Wednesday, September 30, 2009

Rainbow Connection

Last night I was talking to my roommate about kids music she could play for her kindergarten class that wouldn't be painful for her to listen to. I mentioned that Jason Mraz does a great cover of The Rainbow Connection from The Muppet Movie. She had never heard of The Rainbow Connection. I was shocked! So, I dedicate this post to her.



Also, here is the Jason Mraz cover.

Tuesday, September 29, 2009

On the Shelf

I don't like to read past the first few sentences of book jackets. I find the summaries frustrating, usually giving away far too much of plot of a book. In a slow book, one hundred pages into a story I wonder why I have bothered reading something that was eloquently summed up in a short paragraph on the back of a book. I like to see characters outlined in the way the author set out to do it, which in most cases is slowly.

I like the idea of a character to be exposed in pieces, like peeling back layers of an onion. Chapter one you meet Joe, chapter three you find out he lives alone, chapter five you find he is widower, chapter seven you discover his addiction, etc. Rather than the dust jacket which is likely to say; "Recently widowed, Joe lives alone, struggling with alcoholism." This is why when I picked up Love is a Four-Letter Word, I didn't really pick up on the theme of the short stories. I didn't read beyond the first few sentences in the jacket synopsis.

I knew the idea of the book was supposed to be love told from the other side. However, I didn't realize that all the first person narratives were going to take one of two veins. Either they would focus on a significant other who turns out to be a complete asshole and hurts the author or the narrator would be the one inflicting the hurt on their lover. I had picked Love is a Four-Letter Word thinking that some stories would be ultimately be redeeming, but this was not the case. In the end the reason I had picked up the book, focusing on the word love is what I walked away not wanting. I would only recommend picking up this book if you want to feel that nothing will ever quite work out.

Friday, September 25, 2009

Autumn Evening

Sometimes I feel myself slipping into a complete and utter funk. I wish I had the ability to sit down and just have a good cry and get over it, but I don't. I apt to wallow until I am able to kick my thoughts of despair.

**Data section**.
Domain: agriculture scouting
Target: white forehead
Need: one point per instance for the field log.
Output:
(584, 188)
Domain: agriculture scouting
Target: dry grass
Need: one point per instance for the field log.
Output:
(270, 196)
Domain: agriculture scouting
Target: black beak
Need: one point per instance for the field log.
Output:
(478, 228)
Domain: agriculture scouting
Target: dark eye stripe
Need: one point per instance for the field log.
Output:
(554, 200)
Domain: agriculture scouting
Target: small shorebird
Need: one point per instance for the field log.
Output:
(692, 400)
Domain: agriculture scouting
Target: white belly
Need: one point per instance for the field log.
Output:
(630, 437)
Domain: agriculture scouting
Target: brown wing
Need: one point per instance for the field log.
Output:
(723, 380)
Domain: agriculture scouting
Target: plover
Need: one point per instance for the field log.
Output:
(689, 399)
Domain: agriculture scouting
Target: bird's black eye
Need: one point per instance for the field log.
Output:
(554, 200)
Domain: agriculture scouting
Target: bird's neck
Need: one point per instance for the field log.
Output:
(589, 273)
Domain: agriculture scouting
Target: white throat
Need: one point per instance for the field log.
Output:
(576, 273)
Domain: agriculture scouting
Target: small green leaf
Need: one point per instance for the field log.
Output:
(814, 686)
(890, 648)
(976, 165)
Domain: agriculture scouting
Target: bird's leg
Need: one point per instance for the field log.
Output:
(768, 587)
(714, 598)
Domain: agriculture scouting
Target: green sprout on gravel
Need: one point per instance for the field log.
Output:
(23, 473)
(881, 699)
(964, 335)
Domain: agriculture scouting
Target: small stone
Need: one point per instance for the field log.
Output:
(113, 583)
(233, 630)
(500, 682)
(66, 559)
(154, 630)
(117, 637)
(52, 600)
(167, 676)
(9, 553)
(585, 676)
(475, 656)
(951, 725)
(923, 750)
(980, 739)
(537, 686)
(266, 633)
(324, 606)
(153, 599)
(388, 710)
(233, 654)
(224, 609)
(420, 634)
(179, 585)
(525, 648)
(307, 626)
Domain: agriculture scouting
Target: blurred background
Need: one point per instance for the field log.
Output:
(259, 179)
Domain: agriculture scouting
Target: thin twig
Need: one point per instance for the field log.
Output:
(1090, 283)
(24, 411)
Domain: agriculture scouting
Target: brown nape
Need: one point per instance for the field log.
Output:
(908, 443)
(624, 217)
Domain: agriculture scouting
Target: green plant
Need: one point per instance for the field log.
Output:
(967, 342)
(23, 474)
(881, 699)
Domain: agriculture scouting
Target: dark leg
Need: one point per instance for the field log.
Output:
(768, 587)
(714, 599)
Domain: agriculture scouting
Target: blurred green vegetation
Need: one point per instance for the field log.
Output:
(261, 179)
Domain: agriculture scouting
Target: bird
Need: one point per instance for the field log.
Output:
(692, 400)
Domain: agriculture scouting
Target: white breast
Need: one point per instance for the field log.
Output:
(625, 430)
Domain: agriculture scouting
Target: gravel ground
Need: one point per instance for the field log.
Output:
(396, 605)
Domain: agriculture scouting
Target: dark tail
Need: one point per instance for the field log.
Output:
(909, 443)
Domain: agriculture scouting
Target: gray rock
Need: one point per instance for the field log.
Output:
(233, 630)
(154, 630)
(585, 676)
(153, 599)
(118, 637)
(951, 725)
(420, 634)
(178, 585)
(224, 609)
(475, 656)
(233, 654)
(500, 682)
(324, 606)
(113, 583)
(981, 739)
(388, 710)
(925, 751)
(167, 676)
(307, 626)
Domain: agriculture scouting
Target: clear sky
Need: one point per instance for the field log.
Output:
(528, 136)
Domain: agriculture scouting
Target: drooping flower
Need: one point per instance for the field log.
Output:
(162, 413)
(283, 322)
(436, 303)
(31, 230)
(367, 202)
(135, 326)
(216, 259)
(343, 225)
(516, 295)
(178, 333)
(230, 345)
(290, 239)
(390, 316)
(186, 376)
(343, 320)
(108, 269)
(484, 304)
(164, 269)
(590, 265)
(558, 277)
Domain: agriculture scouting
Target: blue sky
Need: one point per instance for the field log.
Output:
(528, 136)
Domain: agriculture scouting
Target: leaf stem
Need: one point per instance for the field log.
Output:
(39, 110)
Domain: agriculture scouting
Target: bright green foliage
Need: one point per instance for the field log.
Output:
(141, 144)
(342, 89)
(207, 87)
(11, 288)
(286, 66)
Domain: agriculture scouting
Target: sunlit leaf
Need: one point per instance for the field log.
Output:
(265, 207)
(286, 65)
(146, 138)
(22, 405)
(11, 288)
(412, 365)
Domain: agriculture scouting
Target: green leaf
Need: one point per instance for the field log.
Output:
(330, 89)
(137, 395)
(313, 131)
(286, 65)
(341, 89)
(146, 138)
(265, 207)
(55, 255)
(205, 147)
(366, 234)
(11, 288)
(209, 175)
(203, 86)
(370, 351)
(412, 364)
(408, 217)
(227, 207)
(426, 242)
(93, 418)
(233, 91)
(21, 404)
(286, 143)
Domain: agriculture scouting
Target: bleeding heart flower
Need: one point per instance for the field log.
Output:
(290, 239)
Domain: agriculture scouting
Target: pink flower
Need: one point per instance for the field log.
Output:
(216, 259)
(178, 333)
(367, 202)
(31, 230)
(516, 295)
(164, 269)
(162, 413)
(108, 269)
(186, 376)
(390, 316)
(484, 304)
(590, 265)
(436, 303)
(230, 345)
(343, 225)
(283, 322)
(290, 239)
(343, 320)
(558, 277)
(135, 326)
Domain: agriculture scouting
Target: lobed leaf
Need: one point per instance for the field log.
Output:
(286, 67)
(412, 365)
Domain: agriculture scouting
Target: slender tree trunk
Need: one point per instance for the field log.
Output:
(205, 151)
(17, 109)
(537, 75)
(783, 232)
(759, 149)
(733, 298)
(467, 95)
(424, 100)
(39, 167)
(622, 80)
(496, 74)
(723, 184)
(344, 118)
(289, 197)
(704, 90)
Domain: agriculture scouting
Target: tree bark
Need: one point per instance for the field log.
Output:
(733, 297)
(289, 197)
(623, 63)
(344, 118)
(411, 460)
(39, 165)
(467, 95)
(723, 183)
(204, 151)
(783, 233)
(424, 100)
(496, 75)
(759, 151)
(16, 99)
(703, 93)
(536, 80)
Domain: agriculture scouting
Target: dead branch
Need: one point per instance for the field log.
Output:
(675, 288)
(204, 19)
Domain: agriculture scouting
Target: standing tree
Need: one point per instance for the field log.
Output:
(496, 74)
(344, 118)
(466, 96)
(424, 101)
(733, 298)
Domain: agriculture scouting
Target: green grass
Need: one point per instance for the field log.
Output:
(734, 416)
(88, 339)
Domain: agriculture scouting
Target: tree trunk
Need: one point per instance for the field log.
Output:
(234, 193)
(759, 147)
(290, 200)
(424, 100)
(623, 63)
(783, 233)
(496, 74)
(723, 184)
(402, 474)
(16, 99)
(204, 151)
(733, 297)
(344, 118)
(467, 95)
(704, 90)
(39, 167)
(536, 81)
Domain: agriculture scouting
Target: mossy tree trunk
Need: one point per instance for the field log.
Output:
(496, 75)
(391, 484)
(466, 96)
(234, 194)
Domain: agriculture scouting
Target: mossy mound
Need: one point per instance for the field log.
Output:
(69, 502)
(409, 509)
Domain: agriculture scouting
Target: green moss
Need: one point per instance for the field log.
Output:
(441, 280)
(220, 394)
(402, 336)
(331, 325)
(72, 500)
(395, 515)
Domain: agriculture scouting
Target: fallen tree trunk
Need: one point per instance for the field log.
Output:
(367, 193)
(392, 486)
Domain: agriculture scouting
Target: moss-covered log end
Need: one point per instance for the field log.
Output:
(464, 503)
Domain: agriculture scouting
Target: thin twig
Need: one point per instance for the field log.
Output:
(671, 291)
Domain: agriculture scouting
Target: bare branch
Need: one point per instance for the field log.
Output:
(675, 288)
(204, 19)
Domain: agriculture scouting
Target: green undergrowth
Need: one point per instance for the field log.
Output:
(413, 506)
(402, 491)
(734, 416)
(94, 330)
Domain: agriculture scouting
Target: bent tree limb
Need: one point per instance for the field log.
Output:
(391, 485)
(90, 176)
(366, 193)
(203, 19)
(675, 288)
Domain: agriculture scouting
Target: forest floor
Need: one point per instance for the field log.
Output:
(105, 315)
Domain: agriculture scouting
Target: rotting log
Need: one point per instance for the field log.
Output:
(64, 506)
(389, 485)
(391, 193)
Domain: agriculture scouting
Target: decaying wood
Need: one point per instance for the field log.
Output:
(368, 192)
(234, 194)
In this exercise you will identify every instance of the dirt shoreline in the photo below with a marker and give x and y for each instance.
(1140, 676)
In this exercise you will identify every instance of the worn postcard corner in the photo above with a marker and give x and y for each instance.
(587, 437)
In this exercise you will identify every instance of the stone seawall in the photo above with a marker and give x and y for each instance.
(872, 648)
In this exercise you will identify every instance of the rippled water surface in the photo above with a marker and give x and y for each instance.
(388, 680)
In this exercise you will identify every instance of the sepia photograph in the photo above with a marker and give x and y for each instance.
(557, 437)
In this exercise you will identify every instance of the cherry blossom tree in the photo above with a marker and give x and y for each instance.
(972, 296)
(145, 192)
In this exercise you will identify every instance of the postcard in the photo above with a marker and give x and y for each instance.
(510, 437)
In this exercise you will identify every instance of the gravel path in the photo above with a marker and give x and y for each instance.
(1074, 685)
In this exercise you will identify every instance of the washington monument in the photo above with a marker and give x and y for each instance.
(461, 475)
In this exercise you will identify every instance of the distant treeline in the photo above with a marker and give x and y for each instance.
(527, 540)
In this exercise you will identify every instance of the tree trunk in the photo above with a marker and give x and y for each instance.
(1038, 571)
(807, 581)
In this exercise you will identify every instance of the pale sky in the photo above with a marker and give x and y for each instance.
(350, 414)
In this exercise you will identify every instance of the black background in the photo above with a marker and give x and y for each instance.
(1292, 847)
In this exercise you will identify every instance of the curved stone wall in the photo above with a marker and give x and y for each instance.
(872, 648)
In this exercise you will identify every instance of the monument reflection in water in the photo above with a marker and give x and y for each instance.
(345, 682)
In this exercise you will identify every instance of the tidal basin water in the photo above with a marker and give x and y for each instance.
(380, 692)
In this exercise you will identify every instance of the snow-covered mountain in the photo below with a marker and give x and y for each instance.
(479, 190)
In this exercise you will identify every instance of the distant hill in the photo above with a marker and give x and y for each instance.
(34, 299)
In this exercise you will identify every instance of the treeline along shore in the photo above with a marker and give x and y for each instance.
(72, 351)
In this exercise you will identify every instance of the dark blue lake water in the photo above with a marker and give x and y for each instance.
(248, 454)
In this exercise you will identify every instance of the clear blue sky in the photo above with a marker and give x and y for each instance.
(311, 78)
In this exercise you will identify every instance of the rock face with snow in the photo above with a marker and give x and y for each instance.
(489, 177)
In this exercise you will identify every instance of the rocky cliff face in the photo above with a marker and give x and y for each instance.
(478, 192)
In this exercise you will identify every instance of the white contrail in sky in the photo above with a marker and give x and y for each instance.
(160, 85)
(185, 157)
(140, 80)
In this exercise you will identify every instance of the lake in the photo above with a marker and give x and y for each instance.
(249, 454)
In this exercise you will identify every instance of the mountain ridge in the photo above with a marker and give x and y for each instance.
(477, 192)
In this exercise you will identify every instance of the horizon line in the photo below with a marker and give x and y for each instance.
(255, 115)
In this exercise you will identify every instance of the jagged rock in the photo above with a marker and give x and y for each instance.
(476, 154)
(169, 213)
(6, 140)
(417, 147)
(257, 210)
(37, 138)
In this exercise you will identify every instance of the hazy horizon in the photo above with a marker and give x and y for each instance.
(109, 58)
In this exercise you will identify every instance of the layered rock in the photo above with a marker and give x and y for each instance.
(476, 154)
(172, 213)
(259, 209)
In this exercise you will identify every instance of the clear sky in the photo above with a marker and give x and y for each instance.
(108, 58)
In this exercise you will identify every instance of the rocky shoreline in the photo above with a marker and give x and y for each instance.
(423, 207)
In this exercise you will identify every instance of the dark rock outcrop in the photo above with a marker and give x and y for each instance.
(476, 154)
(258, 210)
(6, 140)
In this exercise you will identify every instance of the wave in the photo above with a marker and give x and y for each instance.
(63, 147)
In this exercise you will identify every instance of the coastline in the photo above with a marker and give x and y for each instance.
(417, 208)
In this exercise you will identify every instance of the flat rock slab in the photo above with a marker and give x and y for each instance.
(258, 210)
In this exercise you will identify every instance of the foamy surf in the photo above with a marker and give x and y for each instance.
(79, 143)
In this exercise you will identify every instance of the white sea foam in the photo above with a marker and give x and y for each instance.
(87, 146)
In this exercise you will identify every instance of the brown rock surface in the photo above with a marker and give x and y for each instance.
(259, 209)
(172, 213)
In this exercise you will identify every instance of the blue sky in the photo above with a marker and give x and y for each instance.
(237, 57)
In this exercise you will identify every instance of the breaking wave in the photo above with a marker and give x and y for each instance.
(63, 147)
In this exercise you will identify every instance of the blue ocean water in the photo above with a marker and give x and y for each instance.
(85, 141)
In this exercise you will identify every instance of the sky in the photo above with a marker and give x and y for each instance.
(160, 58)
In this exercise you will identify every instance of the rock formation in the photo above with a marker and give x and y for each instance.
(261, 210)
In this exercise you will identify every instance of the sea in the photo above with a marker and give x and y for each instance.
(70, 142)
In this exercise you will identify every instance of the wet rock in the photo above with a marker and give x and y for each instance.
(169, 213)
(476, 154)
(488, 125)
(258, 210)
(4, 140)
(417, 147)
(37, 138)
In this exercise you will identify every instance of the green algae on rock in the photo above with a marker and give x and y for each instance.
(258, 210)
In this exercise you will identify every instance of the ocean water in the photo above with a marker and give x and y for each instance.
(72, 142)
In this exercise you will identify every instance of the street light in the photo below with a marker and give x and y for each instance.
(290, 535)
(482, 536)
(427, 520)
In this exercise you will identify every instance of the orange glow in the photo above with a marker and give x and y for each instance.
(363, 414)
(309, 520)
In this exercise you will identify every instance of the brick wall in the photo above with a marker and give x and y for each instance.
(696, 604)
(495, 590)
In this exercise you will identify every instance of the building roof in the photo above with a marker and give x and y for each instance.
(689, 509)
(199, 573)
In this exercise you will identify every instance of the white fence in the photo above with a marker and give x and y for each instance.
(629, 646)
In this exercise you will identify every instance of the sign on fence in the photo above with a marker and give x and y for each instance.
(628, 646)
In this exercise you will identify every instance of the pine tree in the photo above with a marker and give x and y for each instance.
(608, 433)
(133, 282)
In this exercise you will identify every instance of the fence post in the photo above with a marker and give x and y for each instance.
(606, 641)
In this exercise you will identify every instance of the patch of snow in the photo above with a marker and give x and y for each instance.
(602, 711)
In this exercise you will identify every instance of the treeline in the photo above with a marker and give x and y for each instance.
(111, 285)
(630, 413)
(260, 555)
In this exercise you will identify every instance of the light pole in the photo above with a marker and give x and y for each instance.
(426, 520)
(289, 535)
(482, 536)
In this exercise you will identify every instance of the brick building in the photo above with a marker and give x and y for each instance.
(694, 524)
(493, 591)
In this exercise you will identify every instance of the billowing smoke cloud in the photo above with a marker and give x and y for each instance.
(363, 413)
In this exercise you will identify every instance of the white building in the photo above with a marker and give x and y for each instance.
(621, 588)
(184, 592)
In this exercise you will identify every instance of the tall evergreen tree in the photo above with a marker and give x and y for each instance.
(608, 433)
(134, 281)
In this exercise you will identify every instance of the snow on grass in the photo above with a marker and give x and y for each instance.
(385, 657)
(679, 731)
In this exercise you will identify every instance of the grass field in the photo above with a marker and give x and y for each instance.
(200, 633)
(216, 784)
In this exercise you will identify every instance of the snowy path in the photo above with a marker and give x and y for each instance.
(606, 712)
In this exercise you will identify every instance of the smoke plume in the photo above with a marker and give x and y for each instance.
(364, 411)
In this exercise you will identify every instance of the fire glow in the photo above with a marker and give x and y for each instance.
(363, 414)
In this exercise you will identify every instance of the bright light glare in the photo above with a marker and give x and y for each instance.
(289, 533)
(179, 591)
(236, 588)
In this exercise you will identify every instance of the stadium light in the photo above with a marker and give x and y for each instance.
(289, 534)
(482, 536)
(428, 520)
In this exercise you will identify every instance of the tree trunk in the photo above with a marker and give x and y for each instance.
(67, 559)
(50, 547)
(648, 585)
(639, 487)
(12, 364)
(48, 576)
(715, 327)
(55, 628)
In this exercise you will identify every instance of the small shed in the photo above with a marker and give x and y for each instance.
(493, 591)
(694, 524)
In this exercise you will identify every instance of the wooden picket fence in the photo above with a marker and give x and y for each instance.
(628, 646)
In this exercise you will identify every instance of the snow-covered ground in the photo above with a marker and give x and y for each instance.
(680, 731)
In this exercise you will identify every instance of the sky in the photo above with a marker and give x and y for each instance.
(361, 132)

**Work task A**.
From the blog text, set down everything from "Last night I" down to "cases is slowly.".
**Work task B**.
What are the titles of all the posts in the blog text?
**Work task C**.
Write what comes next in the blog text, picking up after the last sentence of the "Autumn Evening" post.
The records come from a different source than the blog text.

**Response A**.
Last night I was talking to my roommate about kids music she could play for her kindergarten class that wouldn't be painful for her to listen to. I mentioned that Jason Mraz does a great cover of The Rainbow Connection from The Muppet Movie. She had never heard of The Rainbow Connection. I was shocked! So, I dedicate this post to her.



Also, here is the Jason Mraz cover.

Tuesday, September 29, 2009

On the Shelf

I don't like to read past the first few sentences of book jackets. I find the summaries frustrating, usually giving away far too much of plot of a book. In a slow book, one hundred pages into a story I wonder why I have bothered reading something that was eloquently summed up in a short paragraph on the back of a book. I like to see characters outlined in the way the author set out to do it, which in most cases is slowly.

**Response B**.
Rainbow Connection
On the Shelf
Autumn Evening

**Response C**.
Last night I felt myself slipping. I thought in order to kick this mood, I would go watch a movie that I knew would make me cry. I thought crying about someone or something else might help put things in perspective. I chose "The Boys Are Back," the story of a sports journalist, Joe, played by Clive Owen, who finds himself being a single parent after his second wife dies of cancer. Joe has spent his life traveling the world covering sporting events arriving home to play with his six-year-old son and deliver "pressies," but has never had to really discipline his son. Joe's teenage son from his first marriage also arrives from overseas wanting to get to know the father he has only know from afar. Joe caves under the pressure of being a single parent to two boys he doesn't really know while dealing with own grief and non supportive in-laws.

Joe creates a "just say yes" philosophy, trying to make up for the loss of his wife and his inadequacies as a father. Ultimately, as you can imagine, this does not work. However, the film goes about showing this in a creative and non-cliched way. Joe seeks to build a family with his boys that will not crumble under the strain of everyday life.

In the end, this movie did not quite create the tears I thought it would. The story focuses on moving on with life rather than grieving. I walked away from the theater satisfied and in a little less of a funk.

Wednesday, September 23, 2009

Sideways by Citizen Cope



My lovely friends Sara and Jay used this song as their first dance at their wedding last week and now I can't get it out of my head.